American Can Company Tin Manufacturer

American Can Company was formed in 1901 as a merger of many smaller competing firms into one large company that could cut costs with increased scale and lower competition, forming what would be known by many as the Tin-Can Trust. The Company was the dominant force in tin can manufacturing from its inception up until 1913 when the Government sued it to break it back into smaller pieces, the company still continued on after being forced to sell some of its parts, but was a major packaging manufacturer well into the 1970s and 80s before mergers and renamings.

With the original merger in 1901, some of the factories from the original companies were closed or sold off. Each of the remaining entities was given a company designation such as A.C.Co.##-A, marks on the tins produced, sometimes this designation is followed by another two digit number, which indicates the year produced so A.C.Co.50 A 16, would have been produced in the Hasker & Marcuse Factory in 1916.

Below is a list of Manufacturers and their American Can Company code (in use after 1901). If you have information about any of the missing American Can Co. Factories with location and their preceding company names it would be greatly appreciated if you would submit it to

  • Campbell Company (A.C.Co.2A) – Waltham, MA
  • S.A. Ilsley & Co. (A.C.Co.8-A) – Brooklyn, NY
  • Jos LeComte (A.C.Co.9-A) – Brooklyn, NY
  • Mersereau (A.C.Co.10A) – Brooklyn, NY
  • Somers Bros. (A.C.Co.11-A) – Brooklyn, NY
  • American Stopper (A.C.Co.12-A) – Brooklyn, NY
  • Wm. Vogel (Vogel Bros.) (A.C.Co.12-A) – Brooklyn, NY
  • Ginna & Co. (A.C.Co.14-A) – New York, NY
  • U.S. Can Company (A.C.Co.22-A) – Buffalo, NY
  • Art Metal Co. (A.C.Co. 25-A) – New Brunswick, NJ
  • Phoenix Metal (A.C.Co.27-A) – New Brunswick, NJ
  • C.P. Pole (A.C.Co.28-A) – Philadelphia, PA
  • Taite (A.C.Co.30-A) – Philadelphia, PA
  • Miller (A.C.Co.43-A) – Baltimore, MD
  • Hasker & Marcuse Mfg. Co. (A.C.Co.50-A) – Richmond, VA
  • Conklin Mfg. (A.C.Co.51-A) – Atlanta, GA
  • Beardsley Mfg. Co. (A.C.Co.52-A) – Cleveland, OH.
  • Breckinridge (A.C.Co.53-A) – Toledo, OH
  • Albert Fischer (A.C.Co.54-A) – Hamilton, OH
  • Wisconsin Can Co. (A.C.Co.56) – Milwaukee, WI
  • Clark Can Co. (A.C.Co.62-A) – Detroit, MI
  • Frank Diesel (Diesel Can Co.) (A.C.Co.69-A) – Chicago, IL
  • Illinois Can Co. (A.C.Co.70-A) – Chicago, IL
  • Norton Bros. (A.C.Co.73-A) – Toledo, OH
  • Horne/Danz (A.C.Co.82-A) – St. Paul, MN
  • Columbia Can Co. (A.C.Co.89-A) – St. Louis, MO
  • George R. Weed (A.C.Co.104-A) – Brooklyn, NY

Here are images of a few different American Can Company marks, if you have pictures of American Can Co. Marks please submit them to :

American Can Co. Factory 50 (Formerly the Hasker & Marcuse facility) dated to 1916 from a Vanko Cigar Tin

American Can Co. Factory 50 (Formerly the Hasker & Marcuse facility) spelled out, no date code from a Dill’s Best Pocket Tin

American Can Co. Factory 70 (Formerly Illinois Can Co.) with square symbol date code? From a Culture Pocket Tin

Hasker & Marcuse Lithographers

Hasker & Marcuse: Out of Richmond, VA like Ilsley, Hasker & Marcuse did a great business providing tobacco tins for many of the tobacco producers around Virginia. The company wasn’t formed until 1891, well after the likes of Ginna and Somers were well established. Hasker and Marcuse are well known for their excellent chromolithography as they never did the older style of one-color litho that made some of the earlier companies very famous.

Data rows
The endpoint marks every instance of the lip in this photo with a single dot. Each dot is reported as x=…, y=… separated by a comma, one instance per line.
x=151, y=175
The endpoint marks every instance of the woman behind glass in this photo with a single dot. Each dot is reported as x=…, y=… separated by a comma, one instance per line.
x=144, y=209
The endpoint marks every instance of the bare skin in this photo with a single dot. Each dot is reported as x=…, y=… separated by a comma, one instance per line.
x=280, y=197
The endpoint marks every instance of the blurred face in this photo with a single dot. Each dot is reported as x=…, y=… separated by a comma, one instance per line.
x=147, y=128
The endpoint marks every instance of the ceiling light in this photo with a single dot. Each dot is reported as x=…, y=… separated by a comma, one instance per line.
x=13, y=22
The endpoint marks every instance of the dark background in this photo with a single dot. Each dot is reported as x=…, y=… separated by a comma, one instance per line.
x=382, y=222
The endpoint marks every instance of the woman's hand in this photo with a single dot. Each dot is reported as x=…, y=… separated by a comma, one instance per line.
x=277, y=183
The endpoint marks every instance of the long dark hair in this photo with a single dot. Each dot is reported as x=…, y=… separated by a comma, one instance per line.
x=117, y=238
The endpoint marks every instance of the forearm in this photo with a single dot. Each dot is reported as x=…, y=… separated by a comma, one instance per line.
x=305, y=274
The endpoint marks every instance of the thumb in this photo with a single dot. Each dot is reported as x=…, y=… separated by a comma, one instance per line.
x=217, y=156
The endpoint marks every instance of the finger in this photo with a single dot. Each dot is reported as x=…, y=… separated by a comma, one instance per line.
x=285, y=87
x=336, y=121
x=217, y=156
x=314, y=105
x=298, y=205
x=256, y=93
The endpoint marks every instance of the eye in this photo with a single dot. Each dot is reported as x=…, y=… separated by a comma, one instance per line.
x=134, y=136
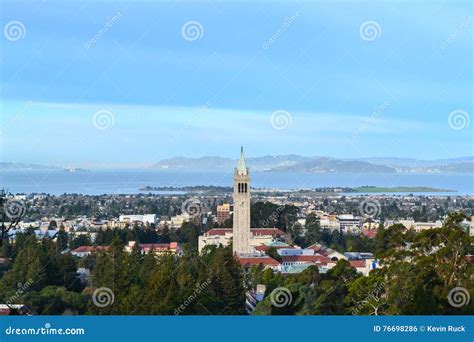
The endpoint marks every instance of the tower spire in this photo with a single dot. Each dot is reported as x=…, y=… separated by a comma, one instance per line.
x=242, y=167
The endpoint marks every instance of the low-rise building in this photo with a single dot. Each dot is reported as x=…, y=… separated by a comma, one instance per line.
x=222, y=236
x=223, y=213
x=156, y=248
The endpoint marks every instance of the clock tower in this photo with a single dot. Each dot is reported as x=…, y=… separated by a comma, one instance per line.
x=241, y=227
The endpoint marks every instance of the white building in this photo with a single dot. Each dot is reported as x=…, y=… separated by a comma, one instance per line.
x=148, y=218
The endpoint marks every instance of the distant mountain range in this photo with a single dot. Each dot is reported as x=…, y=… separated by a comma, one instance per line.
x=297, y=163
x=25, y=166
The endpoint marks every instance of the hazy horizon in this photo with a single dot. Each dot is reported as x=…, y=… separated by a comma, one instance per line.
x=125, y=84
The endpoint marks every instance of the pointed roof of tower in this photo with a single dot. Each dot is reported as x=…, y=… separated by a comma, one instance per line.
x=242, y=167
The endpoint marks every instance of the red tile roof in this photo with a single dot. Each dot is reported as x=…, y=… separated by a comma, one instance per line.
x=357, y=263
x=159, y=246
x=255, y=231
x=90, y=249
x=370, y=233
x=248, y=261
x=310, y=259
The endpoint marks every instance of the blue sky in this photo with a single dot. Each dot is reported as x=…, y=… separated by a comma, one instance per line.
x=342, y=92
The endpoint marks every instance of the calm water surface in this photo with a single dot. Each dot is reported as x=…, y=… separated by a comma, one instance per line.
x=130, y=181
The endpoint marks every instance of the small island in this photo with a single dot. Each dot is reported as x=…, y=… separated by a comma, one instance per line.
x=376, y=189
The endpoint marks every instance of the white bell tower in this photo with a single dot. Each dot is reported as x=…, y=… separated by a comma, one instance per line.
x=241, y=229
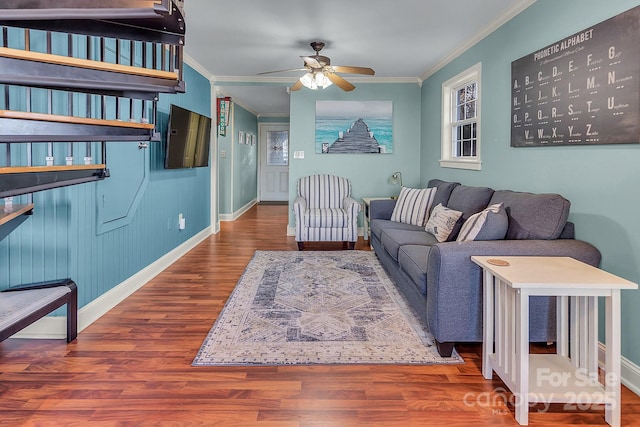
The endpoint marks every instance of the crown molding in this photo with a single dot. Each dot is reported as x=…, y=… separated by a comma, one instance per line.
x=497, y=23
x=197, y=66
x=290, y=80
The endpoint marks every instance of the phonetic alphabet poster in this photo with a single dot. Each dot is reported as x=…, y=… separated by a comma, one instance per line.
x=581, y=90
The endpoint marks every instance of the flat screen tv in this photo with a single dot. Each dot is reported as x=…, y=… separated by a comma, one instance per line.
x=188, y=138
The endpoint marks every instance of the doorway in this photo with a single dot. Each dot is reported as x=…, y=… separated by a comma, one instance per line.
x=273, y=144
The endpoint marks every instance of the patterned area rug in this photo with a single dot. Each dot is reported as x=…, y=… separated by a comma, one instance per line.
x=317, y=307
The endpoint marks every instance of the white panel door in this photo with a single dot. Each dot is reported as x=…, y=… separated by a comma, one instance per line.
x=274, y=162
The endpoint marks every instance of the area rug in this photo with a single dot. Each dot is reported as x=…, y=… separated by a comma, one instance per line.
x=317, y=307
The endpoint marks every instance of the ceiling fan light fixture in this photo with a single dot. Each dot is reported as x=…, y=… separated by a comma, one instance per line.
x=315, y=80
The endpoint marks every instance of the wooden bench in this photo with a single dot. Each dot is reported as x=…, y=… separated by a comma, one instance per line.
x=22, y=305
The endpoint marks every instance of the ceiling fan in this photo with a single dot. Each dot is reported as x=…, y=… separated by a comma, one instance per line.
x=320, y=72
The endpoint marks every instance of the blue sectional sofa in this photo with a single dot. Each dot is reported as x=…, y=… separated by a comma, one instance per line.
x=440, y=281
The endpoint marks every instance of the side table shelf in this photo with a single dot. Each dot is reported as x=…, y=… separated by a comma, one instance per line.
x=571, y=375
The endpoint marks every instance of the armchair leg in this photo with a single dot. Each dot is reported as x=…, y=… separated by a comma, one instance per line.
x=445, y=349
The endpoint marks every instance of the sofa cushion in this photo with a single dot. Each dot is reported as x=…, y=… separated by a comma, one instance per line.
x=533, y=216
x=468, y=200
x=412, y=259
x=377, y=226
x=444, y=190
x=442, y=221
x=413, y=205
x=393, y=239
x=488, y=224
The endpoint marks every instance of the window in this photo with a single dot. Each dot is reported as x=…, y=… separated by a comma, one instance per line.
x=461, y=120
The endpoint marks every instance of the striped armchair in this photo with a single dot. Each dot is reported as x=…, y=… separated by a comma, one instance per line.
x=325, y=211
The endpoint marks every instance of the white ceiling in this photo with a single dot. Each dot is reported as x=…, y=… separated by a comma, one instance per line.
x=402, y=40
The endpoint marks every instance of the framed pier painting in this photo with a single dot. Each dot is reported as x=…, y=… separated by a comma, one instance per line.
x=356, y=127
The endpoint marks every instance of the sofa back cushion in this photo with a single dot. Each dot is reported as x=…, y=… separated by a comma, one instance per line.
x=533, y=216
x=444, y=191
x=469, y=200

* * *

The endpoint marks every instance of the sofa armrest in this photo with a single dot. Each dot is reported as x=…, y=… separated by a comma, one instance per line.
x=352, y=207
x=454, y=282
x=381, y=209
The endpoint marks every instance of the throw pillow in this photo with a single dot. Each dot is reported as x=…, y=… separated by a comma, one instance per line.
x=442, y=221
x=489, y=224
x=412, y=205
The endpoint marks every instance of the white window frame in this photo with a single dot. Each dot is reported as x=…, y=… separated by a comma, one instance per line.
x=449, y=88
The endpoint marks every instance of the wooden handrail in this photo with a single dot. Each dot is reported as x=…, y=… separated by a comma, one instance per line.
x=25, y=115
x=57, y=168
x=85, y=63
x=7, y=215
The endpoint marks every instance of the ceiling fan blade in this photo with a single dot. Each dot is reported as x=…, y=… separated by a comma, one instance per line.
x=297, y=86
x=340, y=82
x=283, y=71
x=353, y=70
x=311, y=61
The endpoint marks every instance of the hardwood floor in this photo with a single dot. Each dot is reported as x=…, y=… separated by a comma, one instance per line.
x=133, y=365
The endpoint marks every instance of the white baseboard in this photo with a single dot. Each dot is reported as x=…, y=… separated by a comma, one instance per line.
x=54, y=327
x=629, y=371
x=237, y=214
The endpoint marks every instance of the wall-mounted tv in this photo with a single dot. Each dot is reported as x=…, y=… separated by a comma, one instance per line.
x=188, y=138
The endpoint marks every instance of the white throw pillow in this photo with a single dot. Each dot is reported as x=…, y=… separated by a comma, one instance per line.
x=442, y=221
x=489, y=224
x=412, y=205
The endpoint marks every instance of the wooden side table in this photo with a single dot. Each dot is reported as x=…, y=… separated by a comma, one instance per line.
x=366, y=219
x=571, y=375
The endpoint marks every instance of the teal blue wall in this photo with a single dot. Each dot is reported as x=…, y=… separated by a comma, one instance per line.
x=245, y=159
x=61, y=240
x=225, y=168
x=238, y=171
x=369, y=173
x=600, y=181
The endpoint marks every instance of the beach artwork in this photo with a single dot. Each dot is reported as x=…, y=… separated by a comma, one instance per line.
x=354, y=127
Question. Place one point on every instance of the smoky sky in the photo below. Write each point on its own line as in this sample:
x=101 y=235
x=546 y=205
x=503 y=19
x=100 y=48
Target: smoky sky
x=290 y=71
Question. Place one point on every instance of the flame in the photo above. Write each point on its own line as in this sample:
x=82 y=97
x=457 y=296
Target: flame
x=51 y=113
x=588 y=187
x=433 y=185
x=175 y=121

Directives
(1) Reproduce the stretch of the American Can Company passage from "With the original" through "Factory in 1916.".
(2) Carry on the American Can Company passage from the point where it stops.

Written responses
(1)
With the original merger in 1901, some of the factories from the original companies were closed or sold off. Each of the remaining entities was given a company designation such as A.C.Co.##-A, marks on the tins produced, sometimes this designation is followed by another two digit number, which indicates the year produced so A.C.Co.50 A 16, would have been produced in the Hasker & Marcuse Factory in 1916.

(2)
Shown here is a mark from a Hasker & Marcuse tin:

S.A. Ilsley & Co. Lithographers

S.A. Ilsley & Co: Ilsley was featured somewhat in one of my previous posts about their humidor tins which were used not just by Cameron & Cameron, but can also be found for some other brands. Ilsley was based in Richmond, VA unlike Somers and Ginna who were in New York, but it was also merged into American Can Co. and it later used the  designation A.C.Co.8-A.

Below is an image of the Ilsley mark on a humidor tin:

Ginna & Co. Lithographers

Ginna & Company: Records are a little sketchy but I believe Ginna started producing tins in 1874 and is most well known for its intricate and elaborate 1-color lithography. These tins are often a base color on the tin in green, red, blue or other colors with black or grey laid over it. Ginna produced excellent fonts and images with a style that mimics an etching. Very few tins are actually marked as Ginna, although there are quite a few made in this style. Ginna was bought by American Can Co. and afterward used the mark A.C.Co.14-A.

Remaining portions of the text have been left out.